== Data section ==

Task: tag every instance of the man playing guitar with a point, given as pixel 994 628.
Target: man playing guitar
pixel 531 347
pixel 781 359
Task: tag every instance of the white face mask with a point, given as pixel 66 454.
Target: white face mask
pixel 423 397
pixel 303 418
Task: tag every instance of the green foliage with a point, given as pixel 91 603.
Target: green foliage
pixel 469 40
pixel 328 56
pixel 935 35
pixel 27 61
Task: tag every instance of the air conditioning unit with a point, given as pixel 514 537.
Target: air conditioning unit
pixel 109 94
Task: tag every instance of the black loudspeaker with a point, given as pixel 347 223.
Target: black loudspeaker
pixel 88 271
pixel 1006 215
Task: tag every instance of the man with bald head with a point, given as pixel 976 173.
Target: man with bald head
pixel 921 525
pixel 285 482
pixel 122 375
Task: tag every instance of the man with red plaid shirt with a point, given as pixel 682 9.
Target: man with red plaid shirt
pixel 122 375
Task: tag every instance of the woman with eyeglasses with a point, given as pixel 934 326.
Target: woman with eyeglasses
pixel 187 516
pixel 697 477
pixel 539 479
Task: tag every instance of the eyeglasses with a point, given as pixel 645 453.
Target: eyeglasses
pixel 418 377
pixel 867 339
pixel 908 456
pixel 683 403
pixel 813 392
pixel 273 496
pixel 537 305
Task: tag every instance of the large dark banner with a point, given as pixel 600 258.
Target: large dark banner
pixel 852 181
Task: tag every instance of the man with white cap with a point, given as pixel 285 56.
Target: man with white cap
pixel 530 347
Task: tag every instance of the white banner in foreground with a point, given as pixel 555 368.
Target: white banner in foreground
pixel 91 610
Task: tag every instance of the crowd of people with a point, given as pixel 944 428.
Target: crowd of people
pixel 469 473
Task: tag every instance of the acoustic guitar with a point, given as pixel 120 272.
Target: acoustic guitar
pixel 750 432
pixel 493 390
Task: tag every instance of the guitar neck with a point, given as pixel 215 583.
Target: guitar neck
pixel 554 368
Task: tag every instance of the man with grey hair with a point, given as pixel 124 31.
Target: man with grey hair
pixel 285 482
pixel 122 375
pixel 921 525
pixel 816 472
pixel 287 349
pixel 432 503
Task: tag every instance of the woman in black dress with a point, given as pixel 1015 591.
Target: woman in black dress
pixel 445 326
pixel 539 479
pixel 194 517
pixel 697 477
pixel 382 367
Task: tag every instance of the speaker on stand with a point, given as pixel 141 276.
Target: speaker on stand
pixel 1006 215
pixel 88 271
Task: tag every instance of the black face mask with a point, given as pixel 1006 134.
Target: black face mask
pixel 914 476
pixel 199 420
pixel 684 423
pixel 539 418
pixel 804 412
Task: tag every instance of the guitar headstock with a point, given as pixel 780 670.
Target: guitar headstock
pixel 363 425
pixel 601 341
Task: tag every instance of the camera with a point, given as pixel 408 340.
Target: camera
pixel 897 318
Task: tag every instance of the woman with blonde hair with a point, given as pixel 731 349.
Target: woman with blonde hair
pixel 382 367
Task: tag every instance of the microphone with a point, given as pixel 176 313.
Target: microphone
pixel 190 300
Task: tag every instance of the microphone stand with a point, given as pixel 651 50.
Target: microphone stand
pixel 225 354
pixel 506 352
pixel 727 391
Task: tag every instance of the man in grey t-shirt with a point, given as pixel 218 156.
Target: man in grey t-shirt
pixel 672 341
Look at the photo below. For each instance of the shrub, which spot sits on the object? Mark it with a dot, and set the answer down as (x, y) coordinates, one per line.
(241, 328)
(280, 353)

===

What needs to be done: Set the lines down exactly, from the first line of the records to the line where "Task: tag every instance of the air" appears, with both ends kept.

Answer box:
Task: tag every instance of the man playing guitar with a point, given as pixel 994 628.
Target: man playing guitar
pixel 531 347
pixel 781 359
Task: tag every instance of the white face mask with a point, given as pixel 66 454.
Target: white face mask
pixel 423 397
pixel 303 418
Task: tag every instance of the green foliage with a point, given as pixel 91 603.
Target: green foliage
pixel 469 40
pixel 328 56
pixel 935 35
pixel 27 61
Task: tag every instance of the air conditioning unit with a point, given as pixel 514 537.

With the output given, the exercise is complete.